Exercise >> Retype all the records with nothing changed.

Stored items from a collection:
◇ ◇ ◇ ◇ ◇

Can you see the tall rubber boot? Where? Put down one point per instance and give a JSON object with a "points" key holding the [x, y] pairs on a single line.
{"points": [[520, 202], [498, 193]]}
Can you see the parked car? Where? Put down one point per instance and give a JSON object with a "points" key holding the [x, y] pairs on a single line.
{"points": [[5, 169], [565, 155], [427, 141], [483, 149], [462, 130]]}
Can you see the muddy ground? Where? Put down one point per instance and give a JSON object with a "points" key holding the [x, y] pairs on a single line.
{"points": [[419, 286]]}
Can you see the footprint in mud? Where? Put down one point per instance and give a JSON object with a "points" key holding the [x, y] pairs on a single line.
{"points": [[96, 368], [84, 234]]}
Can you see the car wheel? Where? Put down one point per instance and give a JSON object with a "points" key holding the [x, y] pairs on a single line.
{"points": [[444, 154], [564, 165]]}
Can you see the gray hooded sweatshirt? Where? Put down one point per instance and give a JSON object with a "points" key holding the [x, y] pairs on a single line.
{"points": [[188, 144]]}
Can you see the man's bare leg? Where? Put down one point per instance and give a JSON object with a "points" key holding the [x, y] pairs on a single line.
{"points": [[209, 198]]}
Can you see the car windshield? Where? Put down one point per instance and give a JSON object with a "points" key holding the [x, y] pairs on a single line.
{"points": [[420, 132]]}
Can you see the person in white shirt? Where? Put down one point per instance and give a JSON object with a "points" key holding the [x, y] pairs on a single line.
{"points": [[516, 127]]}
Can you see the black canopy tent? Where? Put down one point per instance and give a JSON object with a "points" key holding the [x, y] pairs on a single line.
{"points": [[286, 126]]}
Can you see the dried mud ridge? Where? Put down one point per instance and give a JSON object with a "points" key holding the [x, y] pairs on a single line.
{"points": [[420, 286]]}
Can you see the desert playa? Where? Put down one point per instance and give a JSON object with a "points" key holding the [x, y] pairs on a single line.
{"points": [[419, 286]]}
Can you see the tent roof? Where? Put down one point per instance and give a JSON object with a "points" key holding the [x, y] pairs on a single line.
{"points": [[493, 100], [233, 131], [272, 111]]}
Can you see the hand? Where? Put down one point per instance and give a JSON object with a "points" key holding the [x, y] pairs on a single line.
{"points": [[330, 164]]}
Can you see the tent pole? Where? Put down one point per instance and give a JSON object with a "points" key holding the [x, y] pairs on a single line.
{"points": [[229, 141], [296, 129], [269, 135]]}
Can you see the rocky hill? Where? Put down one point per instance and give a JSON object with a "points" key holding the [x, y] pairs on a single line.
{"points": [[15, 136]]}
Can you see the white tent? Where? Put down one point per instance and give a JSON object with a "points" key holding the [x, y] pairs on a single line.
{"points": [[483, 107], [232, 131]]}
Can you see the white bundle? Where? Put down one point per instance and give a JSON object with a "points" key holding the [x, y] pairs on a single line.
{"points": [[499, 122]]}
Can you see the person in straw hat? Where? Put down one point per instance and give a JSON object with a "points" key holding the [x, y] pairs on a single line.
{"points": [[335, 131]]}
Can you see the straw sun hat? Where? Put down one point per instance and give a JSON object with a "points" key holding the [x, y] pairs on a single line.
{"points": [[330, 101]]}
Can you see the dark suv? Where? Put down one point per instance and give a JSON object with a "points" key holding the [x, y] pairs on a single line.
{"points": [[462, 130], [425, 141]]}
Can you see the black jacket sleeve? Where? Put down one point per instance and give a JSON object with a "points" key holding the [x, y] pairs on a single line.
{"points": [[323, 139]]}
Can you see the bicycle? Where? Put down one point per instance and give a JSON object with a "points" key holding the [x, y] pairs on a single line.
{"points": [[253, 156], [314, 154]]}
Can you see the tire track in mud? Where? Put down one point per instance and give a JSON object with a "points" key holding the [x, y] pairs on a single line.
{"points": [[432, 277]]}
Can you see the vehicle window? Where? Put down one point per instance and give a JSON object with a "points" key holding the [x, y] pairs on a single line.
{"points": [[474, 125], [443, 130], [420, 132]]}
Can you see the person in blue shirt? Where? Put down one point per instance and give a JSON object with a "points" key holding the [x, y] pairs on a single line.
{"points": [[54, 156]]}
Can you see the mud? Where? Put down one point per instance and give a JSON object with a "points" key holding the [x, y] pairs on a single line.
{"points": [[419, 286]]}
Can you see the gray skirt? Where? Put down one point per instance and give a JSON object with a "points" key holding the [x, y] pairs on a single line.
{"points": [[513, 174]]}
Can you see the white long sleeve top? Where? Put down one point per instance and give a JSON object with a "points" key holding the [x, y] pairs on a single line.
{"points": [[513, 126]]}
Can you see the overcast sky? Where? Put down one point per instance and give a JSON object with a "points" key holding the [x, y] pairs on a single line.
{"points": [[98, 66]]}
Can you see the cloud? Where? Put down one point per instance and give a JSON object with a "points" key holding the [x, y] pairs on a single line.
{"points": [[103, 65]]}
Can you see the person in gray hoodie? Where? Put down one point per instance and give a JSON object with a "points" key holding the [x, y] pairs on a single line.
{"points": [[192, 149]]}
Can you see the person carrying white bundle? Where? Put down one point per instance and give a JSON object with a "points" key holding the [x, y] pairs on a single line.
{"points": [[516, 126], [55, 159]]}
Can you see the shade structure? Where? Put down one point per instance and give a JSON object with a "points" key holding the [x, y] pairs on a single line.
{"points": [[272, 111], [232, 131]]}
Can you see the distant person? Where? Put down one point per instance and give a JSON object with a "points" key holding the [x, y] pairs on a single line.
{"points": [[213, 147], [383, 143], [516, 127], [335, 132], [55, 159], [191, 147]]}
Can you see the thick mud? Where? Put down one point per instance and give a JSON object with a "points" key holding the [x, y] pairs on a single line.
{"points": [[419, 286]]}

◇ ◇ ◇ ◇ ◇

Response for this exercise >>
Can you see the tall rubber boot? Where? Put down one point per instance and give a JSON object with a "points" key holding the [x, y] pairs on a single line.
{"points": [[520, 202], [498, 193]]}
Can you see the parked car? Where? Put down one point per instance and give a JSON object with a "points" key holding the [x, y] pairs on a single line.
{"points": [[5, 169], [565, 155], [427, 141], [483, 149], [462, 130]]}
Can you see the muddy ground? Where? Put down one point per instance and give a JSON object with a "points" key holding the [x, y] pairs on a single line.
{"points": [[419, 286]]}
Can you see the footprint in mud? Where? Put down one point per instance and give a JSON object with a "points" key holding the [x, y] pairs on a single line.
{"points": [[96, 368], [84, 234]]}
Can you see the car wheel? Where? Put down one point per instance and give a JSON object with a "points" key holding the [x, y] pairs on a single line.
{"points": [[444, 154], [564, 165]]}
Can you see the gray hooded sweatshirt? Where? Put down one point per instance and give a JSON object with a "points" key holding the [x, y] pairs on a single line.
{"points": [[188, 144]]}
Can you see the man's bare leg? Where? Put down one point per instance and give a JSON object with a "points" key holding the [x, y] pairs on a single line.
{"points": [[209, 198]]}
Can you see the car windshield? Where? Put down one point per instance and give a JSON object with a "points" key holding the [x, y] pairs on a single line.
{"points": [[420, 132]]}
Can you see the person in white shirt? Where? Put down one point per instance and give a JSON object with a "points" key holding the [x, y] pairs on a single line.
{"points": [[516, 127]]}
Can you see the black canopy tent? Where? Put down one point per instance and give a JSON object with a "points" key holding the [x, y] pairs on a single line.
{"points": [[286, 126]]}
Can you see the dried mud ridge? Where? Put down one point per instance and give a JSON object with a "points" key holding the [x, y] pairs on a single line.
{"points": [[420, 286]]}
Can you see the desert playa? Where? Put down one point per instance and give a JSON object with a "points" key holding the [x, y] pairs on a single line.
{"points": [[419, 286]]}
Can you see the tent roof? Where? Put down one point per instance and give a JSON object with a "points" key holding the [x, y] pairs on a single line.
{"points": [[493, 100], [233, 131], [272, 111]]}
Can you see the hand? Where? Put down one point per instance and give a JSON object with a "points" key holding the [x, y] pairs on a single line.
{"points": [[330, 164]]}
Can you see the tent pole? Where? Put down one point per instance and give a JSON object with a "points" key holding the [x, y] pairs on a single line.
{"points": [[229, 141], [296, 129], [269, 135]]}
Can you see the rocky hill? Where? Put down one point per instance and give a JSON object with a "points" key holding the [x, y] pairs on a single line.
{"points": [[15, 136]]}
Can you see the white tent? Where? Put down one point per instance and give a JSON object with a "points" key holding the [x, y] pairs on a single line.
{"points": [[483, 107], [232, 131]]}
Can you see the white bundle? Where? Put down one point per instance and give a JSON object with a "points" key holding the [x, y] pairs on a single line.
{"points": [[499, 122]]}
Can you see the person in straw hat? Where? Put down one point per instance and give a JSON object with a "points" key holding the [x, y] pairs on a single line.
{"points": [[335, 131]]}
Can you see the straw sun hat? Where? Put down one point per instance and give a JSON object with a "points" key holding the [x, y] pairs on a single line.
{"points": [[330, 101]]}
Can you see the dark suv? Where? Put down one point per instance and give a JSON object with a "points" key holding the [x, y] pairs on a single line.
{"points": [[462, 130], [425, 141]]}
Can you see the black jacket sleeve? Where? Put down one point per instance and give a JSON object with a "points" key holding the [x, y] pairs on a single line.
{"points": [[323, 139]]}
Can you see the bicycle? Where? Put down one point per instance and give a JSON object with a "points" key holding the [x, y] pairs on a single line.
{"points": [[253, 156], [314, 154]]}
Can you see the tire track in mud? Where? Put down one point per instance and give a JSON object with a "points" key holding the [x, y] pairs on a single line.
{"points": [[432, 277]]}
Can you see the vehicle window? Where? Put down one point per instance and give a JSON object with a "points" key holding the [x, y] pairs on a single line.
{"points": [[474, 125], [443, 130], [420, 132]]}
Can you see the person in blue shirt? Where? Put down one point per instance and give a JSON object with a "points" key holding the [x, y] pairs on a single line.
{"points": [[54, 156]]}
Can you see the mud? Where? Put down one point per instance and give a JSON object with a "points" key holding the [x, y] pairs on a single line.
{"points": [[419, 286]]}
Can you see the gray skirt? Where? Put down one point per instance and give a JSON object with a "points" key holding the [x, y] pairs on a single line.
{"points": [[513, 174]]}
Can you see the white long sleeve top? Where? Put down one point per instance and give a JSON object with a "points" key holding the [x, y] pairs on a single line.
{"points": [[513, 126]]}
Can you see the overcast sky? Where? Put down one point per instance and give a JSON object with a "points" key holding the [x, y] pairs on a single line.
{"points": [[98, 66]]}
Can you see the cloud? Where? Put down one point per instance and give a JSON object with a "points" key holding the [x, y] pairs on a single line.
{"points": [[103, 65]]}
Can you see the person in gray hoodie? Where? Put down one point per instance and give a JSON object with a "points" key holding the [x, y] pairs on a single line.
{"points": [[192, 149]]}
Can you see the person carrying white bundle? Where? Put down one point per instance and give a JSON object with a "points" key holding the [x, y] pairs on a single line.
{"points": [[516, 126], [55, 159]]}
Can you see the shade structure? Where? Put down one point per instance and give a JSON object with a "points" key holding the [x, y] pairs on a single line.
{"points": [[272, 111], [232, 131]]}
Can you see the distant person? Where? Put down one point per instance and give a JSON object with a "points" key holding the [x, y] pairs on a single line.
{"points": [[213, 147], [383, 143], [516, 127], [335, 132], [55, 159], [191, 147]]}
Can you see the thick mud? Where? Put down one point per instance and give a JSON object with a "points" key holding the [x, y] pairs on a single line.
{"points": [[419, 286]]}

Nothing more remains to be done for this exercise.